Targeting the right audience is the key to success for any marketing campaign. Up-to-date contact information, valid email addresses, and the tools to segment a list accurately are must-haves for any marketer, yet they are by no means assured in the lists purchased from business-contact vendors.
And as every marketer knows, limited list filtering and segmentation options, as well as inaccurate data, all negatively impact a campaign's response rates.
Putting together a list of viable prospects, and ensuring that information about them is accurate and relevant, can be a daunting task. There are a myriad of list and contact vendors in the marketplace today, each with its own set of data.
But buying a marketing list that you have confidence in does not have to be a stressful process if you ask the right questions before you make a decision. Here are eight questions to ask vendors before buying a list.:
1. What makes your data unique?
There are many data providers out there, and many pull from common sources, such as Dun & Bradstreet/Hoovers, Jigsaw, or Infogroup. It is important to ask what makes the data in the list you are considering unique, and then determine whether it will complement your current database and serve the campaign you are considering.
If the provider partners with leading data companies, find out whether they also pull from smaller publications and data companies that might help to "fill in the blanks" on their business contact records.
2. How often do you refresh your data?
It's important to know how often your data provider adds names to its database, but it is perhaps even more important to know how often names are removed from the database and what steps are taken to prevent "dead" names from being added back in.
Don't be impressed by claims of "tens of millions" of contacts unless you can verify that the list vendor is actually removing out-of-date information from its system in a timely manner. You shouldn't care about millions if your target audience is just a few thousand people.
In a best-case scenario, the provider runs quarterly checks of its contacts in the database, both to verify the validity of each business contact and to give these contacts the opportunity to opt out of inclusion in the database.
3. How is your data priced? Is there a minimum purchase?
Prices for business-contact records vary widely. If you are required to spend at least $5,000, it might not be such a good deal. The dirty little secret of many data providers is the minimum purchase size.
After you run the parameters for your list, you will likely find that your actual list size falls beneath the requirements for minimum purchase, which could lead to a "back-fill" of contacts that you may not have wanted (or needed). Your response rates will drop because you are campaigning to prospects simply because you paid for their information, not because you selected them. And your reputation may suffer as well if you are marketing to people who are not in your sweet spot. In addition to inquiring about minimum purchase requirements or what the price breaks might be for larger purchases, ask about the vendor's filtering system to ensure you will not wind up purchasing irrelevant contacts:
- Does it dig into departmental specialties?
- Can you review the titles before you buy to remove irrelevant contacts?
- How specific are the filters regarding company size, number of employees, or industry?
4. How do you handle inaccurate data?
No matter where you get your data, some churn is inevitable, even in the most accurate and highly marketed lists, especially in a down economy. A key factor in handling inaccuracies is to work with your provider to establish some sort of "return policy" in advance of the purchase, if there is not one currently in place.
If you are purchasing an email list, for example, the "hard bounces" after a mailing can be a terrific basis for establishing your list of inaccurate contacts. If you send an email and it is not delivered, the recipient's system typically sends back some sort of notification as to why. A "hard" bounce is when you receive a notification that the nondelivery is due to a permanent condition, such as the intended recipient is no longer at the company. A "soft" bounce is when the notification indicates the nondelivery was due to a temporary condition, such as a full mailbox or an "out of office" situation.

----------

COMPLETE THE FOLLOWING:
• A. In the article on buying marketing lists, how often does a provider check the contacts in its database in the best case?
• B. Pick up the article on buying marketing lists right after its last sentence and keep writing.

SUPPLIED MATERIAL:
----------

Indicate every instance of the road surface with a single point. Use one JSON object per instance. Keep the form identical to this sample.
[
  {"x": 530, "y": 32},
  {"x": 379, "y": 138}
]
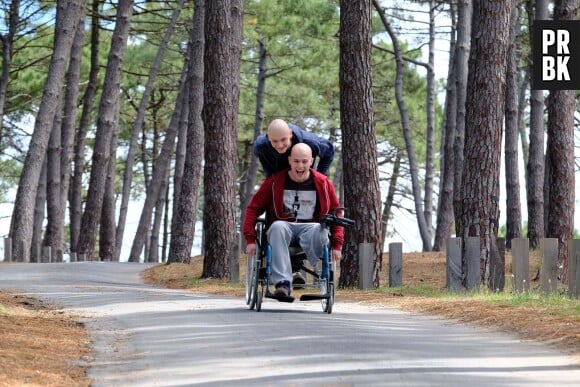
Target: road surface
[{"x": 148, "y": 336}]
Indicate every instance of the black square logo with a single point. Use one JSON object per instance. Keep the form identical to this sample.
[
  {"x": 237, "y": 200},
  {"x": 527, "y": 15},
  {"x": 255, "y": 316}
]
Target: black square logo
[{"x": 556, "y": 55}]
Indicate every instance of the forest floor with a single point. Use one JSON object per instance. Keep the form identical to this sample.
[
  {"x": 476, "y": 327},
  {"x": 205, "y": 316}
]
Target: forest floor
[{"x": 41, "y": 345}]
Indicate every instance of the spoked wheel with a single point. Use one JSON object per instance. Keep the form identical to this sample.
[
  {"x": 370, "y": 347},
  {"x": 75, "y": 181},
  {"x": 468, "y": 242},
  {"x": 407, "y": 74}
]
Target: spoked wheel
[
  {"x": 327, "y": 287},
  {"x": 259, "y": 298},
  {"x": 251, "y": 282}
]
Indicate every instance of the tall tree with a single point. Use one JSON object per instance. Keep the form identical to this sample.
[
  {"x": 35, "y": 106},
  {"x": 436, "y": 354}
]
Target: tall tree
[
  {"x": 88, "y": 99},
  {"x": 107, "y": 124},
  {"x": 424, "y": 227},
  {"x": 138, "y": 123},
  {"x": 535, "y": 166},
  {"x": 461, "y": 58},
  {"x": 513, "y": 205},
  {"x": 67, "y": 18},
  {"x": 447, "y": 163},
  {"x": 223, "y": 33},
  {"x": 560, "y": 154},
  {"x": 186, "y": 195},
  {"x": 12, "y": 23},
  {"x": 362, "y": 195},
  {"x": 479, "y": 213},
  {"x": 64, "y": 136}
]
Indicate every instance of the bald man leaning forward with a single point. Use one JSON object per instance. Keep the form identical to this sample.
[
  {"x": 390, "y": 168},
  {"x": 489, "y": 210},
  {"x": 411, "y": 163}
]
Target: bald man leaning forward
[
  {"x": 294, "y": 201},
  {"x": 273, "y": 148}
]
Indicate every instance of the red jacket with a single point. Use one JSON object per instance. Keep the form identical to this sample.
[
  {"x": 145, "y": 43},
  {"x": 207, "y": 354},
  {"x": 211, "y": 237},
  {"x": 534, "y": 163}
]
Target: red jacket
[{"x": 270, "y": 199}]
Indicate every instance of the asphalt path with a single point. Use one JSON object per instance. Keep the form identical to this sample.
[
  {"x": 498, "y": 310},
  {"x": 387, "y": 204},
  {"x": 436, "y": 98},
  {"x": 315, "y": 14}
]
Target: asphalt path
[{"x": 149, "y": 336}]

----------

EXERCISE RESPONSES:
• A. Quarterly.

• B.
Ideally, the vendor you use for your email campaigns will be able to differentiate between "hard" and "soft" bounces, and the proof of a "hard bounce" is a great basis for handling returns of inaccurate data. Vendors will usually offer a full credit for all business contact data proven to be incorrect, as it helps them maintain database accuracy.
5. Do you remove or credit duplicates for contacts I already own?
A common frustration when purchasing lists is acquiring contacts you already have in your database. Make sure your data provider has some sort of system in place to remove or to credit back contacts you already own, and, if you are a repeat customer, remove contacts you may have already purchased from the provider previously.
Contact providers often track your purchase history so that you will never buy the same contact more than once. In addition, some provider systems can integrate with CRM software to automate the de-duplication process—saving marketers valuable time and money.
6. How are your lists targeted? Do I need to pay for any filters to refine my list?
Some data providers charge you to run filters against their database that help you to target your list to your specific needs. For example, if you were looking for a list of marketing contacts at software companies, you might be charged $300 to remove all nonsoftware companies and another $300 to target the marketers.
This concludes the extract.